INPUT DATA
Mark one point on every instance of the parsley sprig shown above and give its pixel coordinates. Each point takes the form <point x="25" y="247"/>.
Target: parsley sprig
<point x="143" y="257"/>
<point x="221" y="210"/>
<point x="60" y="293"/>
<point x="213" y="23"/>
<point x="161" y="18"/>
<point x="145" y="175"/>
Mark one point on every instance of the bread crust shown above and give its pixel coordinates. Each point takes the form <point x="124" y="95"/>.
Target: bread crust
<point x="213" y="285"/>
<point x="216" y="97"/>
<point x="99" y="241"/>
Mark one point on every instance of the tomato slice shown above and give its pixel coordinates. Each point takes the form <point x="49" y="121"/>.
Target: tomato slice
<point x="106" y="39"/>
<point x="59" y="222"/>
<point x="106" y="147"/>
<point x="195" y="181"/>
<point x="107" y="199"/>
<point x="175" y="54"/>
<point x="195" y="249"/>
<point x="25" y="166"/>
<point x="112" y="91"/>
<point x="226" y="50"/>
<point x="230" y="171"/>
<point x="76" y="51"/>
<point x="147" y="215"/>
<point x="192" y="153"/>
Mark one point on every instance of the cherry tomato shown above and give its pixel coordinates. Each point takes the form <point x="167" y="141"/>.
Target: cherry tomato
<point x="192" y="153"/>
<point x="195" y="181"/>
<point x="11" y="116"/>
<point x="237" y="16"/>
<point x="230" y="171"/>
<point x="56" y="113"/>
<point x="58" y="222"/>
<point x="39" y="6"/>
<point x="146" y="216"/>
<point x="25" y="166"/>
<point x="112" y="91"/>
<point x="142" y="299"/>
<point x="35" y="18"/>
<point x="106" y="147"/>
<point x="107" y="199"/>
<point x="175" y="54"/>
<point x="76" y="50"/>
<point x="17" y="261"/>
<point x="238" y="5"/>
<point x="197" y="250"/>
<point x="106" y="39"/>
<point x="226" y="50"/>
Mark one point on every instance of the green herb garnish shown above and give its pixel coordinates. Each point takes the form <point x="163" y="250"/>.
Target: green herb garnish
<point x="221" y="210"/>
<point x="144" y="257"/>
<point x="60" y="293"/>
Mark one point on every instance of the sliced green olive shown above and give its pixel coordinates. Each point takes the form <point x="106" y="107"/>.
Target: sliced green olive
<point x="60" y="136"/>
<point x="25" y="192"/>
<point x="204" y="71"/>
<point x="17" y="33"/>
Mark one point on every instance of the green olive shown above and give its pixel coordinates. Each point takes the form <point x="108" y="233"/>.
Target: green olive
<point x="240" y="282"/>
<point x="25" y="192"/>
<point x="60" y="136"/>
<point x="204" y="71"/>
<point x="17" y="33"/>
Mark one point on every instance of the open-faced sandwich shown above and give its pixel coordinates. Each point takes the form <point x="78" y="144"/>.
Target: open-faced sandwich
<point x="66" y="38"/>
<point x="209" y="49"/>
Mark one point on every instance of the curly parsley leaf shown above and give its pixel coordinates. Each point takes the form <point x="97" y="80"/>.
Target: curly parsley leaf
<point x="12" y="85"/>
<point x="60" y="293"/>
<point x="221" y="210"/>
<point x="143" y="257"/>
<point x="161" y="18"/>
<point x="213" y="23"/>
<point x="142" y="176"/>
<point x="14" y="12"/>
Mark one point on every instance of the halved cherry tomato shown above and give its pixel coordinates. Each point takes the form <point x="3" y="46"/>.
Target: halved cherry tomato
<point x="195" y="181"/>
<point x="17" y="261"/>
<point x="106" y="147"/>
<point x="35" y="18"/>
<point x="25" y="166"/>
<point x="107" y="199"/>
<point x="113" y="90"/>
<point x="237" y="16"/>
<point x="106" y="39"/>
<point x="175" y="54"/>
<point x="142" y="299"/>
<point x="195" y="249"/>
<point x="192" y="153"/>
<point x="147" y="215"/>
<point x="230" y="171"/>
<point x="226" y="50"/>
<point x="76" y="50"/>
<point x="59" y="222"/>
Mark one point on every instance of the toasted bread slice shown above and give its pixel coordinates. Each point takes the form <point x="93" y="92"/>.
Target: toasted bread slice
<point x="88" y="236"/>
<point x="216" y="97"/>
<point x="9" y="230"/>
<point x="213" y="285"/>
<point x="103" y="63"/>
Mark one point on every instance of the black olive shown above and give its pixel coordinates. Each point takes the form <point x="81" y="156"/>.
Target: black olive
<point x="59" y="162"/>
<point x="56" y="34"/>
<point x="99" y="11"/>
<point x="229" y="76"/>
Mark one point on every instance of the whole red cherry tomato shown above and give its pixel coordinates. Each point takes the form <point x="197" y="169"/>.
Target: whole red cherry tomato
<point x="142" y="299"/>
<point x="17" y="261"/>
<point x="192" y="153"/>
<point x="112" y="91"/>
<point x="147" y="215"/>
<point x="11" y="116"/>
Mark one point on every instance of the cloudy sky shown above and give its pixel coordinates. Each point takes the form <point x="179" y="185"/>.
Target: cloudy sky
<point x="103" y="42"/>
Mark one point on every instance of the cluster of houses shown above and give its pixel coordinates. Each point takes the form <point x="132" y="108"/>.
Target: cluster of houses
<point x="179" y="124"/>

REQUIREMENT
All of the data needs to be printed once more, exactly.

RESPONSE TO THIS TASK
Mark one point on every instance of the parsley sprig shown above and give its pixel coordinates. Each point takes the form <point x="25" y="247"/>.
Target: parsley sprig
<point x="143" y="257"/>
<point x="221" y="210"/>
<point x="60" y="293"/>
<point x="213" y="23"/>
<point x="161" y="18"/>
<point x="145" y="175"/>
Mark one point on every instance of the bread crust shown above and give its pixel coordinates. Each point takes the form <point x="124" y="95"/>.
Target: bread crust
<point x="213" y="285"/>
<point x="216" y="97"/>
<point x="99" y="241"/>
Mark one point on every instance of the tomato slice shown above and give its pixel coordinates. Each point takes the form <point x="49" y="121"/>.
Target: tomato slice
<point x="106" y="39"/>
<point x="59" y="222"/>
<point x="106" y="147"/>
<point x="195" y="181"/>
<point x="107" y="199"/>
<point x="175" y="54"/>
<point x="195" y="249"/>
<point x="25" y="166"/>
<point x="112" y="91"/>
<point x="226" y="50"/>
<point x="230" y="171"/>
<point x="76" y="51"/>
<point x="147" y="215"/>
<point x="192" y="153"/>
Mark one point on every instance of the cherry tomato shown above and give its pixel coordinates. Each point takes the form <point x="167" y="141"/>.
Target: cherry tomato
<point x="192" y="153"/>
<point x="195" y="181"/>
<point x="11" y="116"/>
<point x="237" y="16"/>
<point x="230" y="171"/>
<point x="56" y="113"/>
<point x="58" y="222"/>
<point x="39" y="6"/>
<point x="146" y="216"/>
<point x="25" y="166"/>
<point x="112" y="91"/>
<point x="142" y="299"/>
<point x="35" y="18"/>
<point x="106" y="147"/>
<point x="107" y="199"/>
<point x="175" y="54"/>
<point x="76" y="50"/>
<point x="17" y="261"/>
<point x="238" y="5"/>
<point x="197" y="250"/>
<point x="106" y="39"/>
<point x="226" y="50"/>
Mark one point on every instance of the green herb garnish shown above and give its pixel coordinates. Each point takes the form <point x="163" y="250"/>.
Target: green herb garnish
<point x="221" y="210"/>
<point x="144" y="257"/>
<point x="60" y="293"/>
Mark one point on every instance of the sliced green olive shown above and give its pixel coordinates. Each point takes the form <point x="106" y="107"/>.
Target: sliced green olive
<point x="60" y="136"/>
<point x="25" y="192"/>
<point x="204" y="71"/>
<point x="17" y="33"/>
Mark one point on every instance of the green olive shown above and give its pixel coordinates. Each point takes the form <point x="108" y="233"/>.
Target: green olive
<point x="240" y="282"/>
<point x="25" y="192"/>
<point x="60" y="136"/>
<point x="204" y="71"/>
<point x="17" y="33"/>
Mark one point on every instance of the open-faced sandwich shown above and give its pixel coordinates. Each point takes the form <point x="78" y="144"/>.
Target: open-faced sandwich
<point x="66" y="38"/>
<point x="209" y="49"/>
Mark one point on every instance of the curly parsley leaf shown above and give its pixel coordinates. Each point takes the form <point x="97" y="80"/>.
Target: curly parsley leaf
<point x="12" y="85"/>
<point x="60" y="293"/>
<point x="221" y="210"/>
<point x="143" y="257"/>
<point x="161" y="18"/>
<point x="213" y="23"/>
<point x="142" y="176"/>
<point x="14" y="12"/>
Mark one point on every instance of the halved cherry tomato shown above and give its pixel coordinates. Each point takes the form <point x="3" y="46"/>.
Target: halved cherry tomato
<point x="195" y="181"/>
<point x="17" y="261"/>
<point x="106" y="147"/>
<point x="35" y="18"/>
<point x="25" y="166"/>
<point x="107" y="199"/>
<point x="113" y="90"/>
<point x="237" y="16"/>
<point x="106" y="39"/>
<point x="175" y="54"/>
<point x="142" y="299"/>
<point x="195" y="249"/>
<point x="192" y="153"/>
<point x="147" y="215"/>
<point x="230" y="171"/>
<point x="226" y="50"/>
<point x="76" y="50"/>
<point x="59" y="222"/>
Mark one point on every instance of the toasted bread slice shown above and give its pixel coordinates. Each point takes the form <point x="93" y="92"/>.
Target: toasted bread slice
<point x="88" y="236"/>
<point x="216" y="97"/>
<point x="9" y="230"/>
<point x="213" y="285"/>
<point x="103" y="63"/>
Mark one point on every instance of the black olive shown above and give its pixel coordinates. Each point takes the form <point x="81" y="156"/>.
Target: black olive
<point x="59" y="162"/>
<point x="56" y="34"/>
<point x="99" y="11"/>
<point x="229" y="76"/>
Mark one point on every instance of the whole red cherry tomato shown above and give its pixel coordinates. Each point takes the form <point x="197" y="169"/>.
Target: whole red cherry tomato
<point x="142" y="299"/>
<point x="17" y="261"/>
<point x="192" y="153"/>
<point x="112" y="91"/>
<point x="147" y="215"/>
<point x="11" y="116"/>
Mark one point on every instance of the cloudy sky shown above and give its pixel coordinates. Each point takes the form <point x="179" y="185"/>.
Target: cloudy sky
<point x="103" y="42"/>
Mark one point on every instance of the cluster of houses shown above and give its pixel coordinates. Each point takes the form <point x="132" y="108"/>.
Target: cluster of houses
<point x="179" y="124"/>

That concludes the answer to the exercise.